• [WHAT IS BEING ASKED]: Replace "pixel coordinates" with "image coordinates" throughout the items below, and write them all out again with nothing else altered.

• [LISTED ENTRIES]:
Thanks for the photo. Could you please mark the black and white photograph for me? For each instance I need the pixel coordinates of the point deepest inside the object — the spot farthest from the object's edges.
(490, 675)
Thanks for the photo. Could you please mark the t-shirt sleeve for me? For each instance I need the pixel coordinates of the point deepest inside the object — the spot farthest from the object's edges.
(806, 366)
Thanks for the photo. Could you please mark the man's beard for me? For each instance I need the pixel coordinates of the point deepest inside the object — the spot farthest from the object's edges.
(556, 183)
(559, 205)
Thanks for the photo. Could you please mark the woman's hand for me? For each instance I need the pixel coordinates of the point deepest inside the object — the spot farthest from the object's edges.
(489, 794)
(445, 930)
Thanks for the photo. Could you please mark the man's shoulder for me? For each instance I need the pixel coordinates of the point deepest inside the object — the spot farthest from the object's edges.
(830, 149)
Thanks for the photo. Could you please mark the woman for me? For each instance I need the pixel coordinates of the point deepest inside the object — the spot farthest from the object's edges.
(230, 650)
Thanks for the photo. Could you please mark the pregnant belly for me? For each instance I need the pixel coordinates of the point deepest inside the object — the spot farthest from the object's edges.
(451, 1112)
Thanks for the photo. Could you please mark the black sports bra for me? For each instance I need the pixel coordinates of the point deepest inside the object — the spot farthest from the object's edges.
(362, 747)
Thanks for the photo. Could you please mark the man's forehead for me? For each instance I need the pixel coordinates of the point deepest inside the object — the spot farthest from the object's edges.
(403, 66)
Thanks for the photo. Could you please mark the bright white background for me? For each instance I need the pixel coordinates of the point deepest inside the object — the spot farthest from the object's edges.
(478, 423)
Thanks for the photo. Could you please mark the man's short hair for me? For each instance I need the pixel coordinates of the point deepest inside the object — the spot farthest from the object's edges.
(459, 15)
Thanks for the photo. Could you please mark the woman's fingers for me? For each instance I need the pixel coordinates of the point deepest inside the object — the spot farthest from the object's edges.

• [SOLUTION FOR THIS TASK]:
Thanks for the photo. Could you please mark the black and white photograph for me? For each instance I need the image coordinates of the point deepest inside the object — the spot farthest from the object's edges.
(490, 675)
Thanks for the photo. Could you please mark the t-shirt sleeve for me? For each instance I need the image coordinates of the point deepest inside the object — the spot farthest from the object's edges.
(806, 366)
Thanks for the photo. Could you please mark the man's beard for me? For each instance I need the image coordinates of the point deepest inside the object — the spot farthest from the object's edges.
(556, 183)
(559, 205)
Thanks for the photo. Could you please mark the woman's hand for me? For each instance I need the image coordinates of the point deepest inside the object — the spot farthest from the object's edges.
(489, 794)
(445, 930)
Thanks for the photo. Could you please mark the man's shoulder for me? For each instance I need the image coordinates of the point deepest inside the object — the spot farthest from the object's edges.
(830, 149)
Thanks for the photo. Could you please mark the woman for me? For each instance I need the image coordinates of the point deepest inside the object — the spot farthest from the object's edges.
(230, 650)
Thanks for the photo. Could you please mark the pregnant belly for me? For each instance I need the image coordinates of the point deepest inside the object — the spot farthest from the object's edges.
(451, 1112)
Thanks for the photo. Could you please mark the black sports bra for me? For each instance I need the image coordinates of the point deepest inside the object — the spot farthest from the object's edges.
(362, 747)
Thanks for the photo. Could you please mark the man's forehead for me? For each instance I need the image coordinates of the point deepest inside the object — the spot farthest from the object's edges.
(403, 66)
Thanks for the photo. Could you please mark the bright white background for me? For each instance I need the image coordinates of the point deepest inside the object — the spot farthest from the object's edges.
(478, 423)
Thanks for the photo. Could you please mark the man's short hair for me? For each instance I need the image coordinates of the point deepest inside the object — the spot farthest from the object's edges.
(459, 15)
Thanks for the photo. Could you please mark the woman's fingers for me? For each instance I need the image coordinates of the point deepest inside the object — the spot farthest from the object's edges.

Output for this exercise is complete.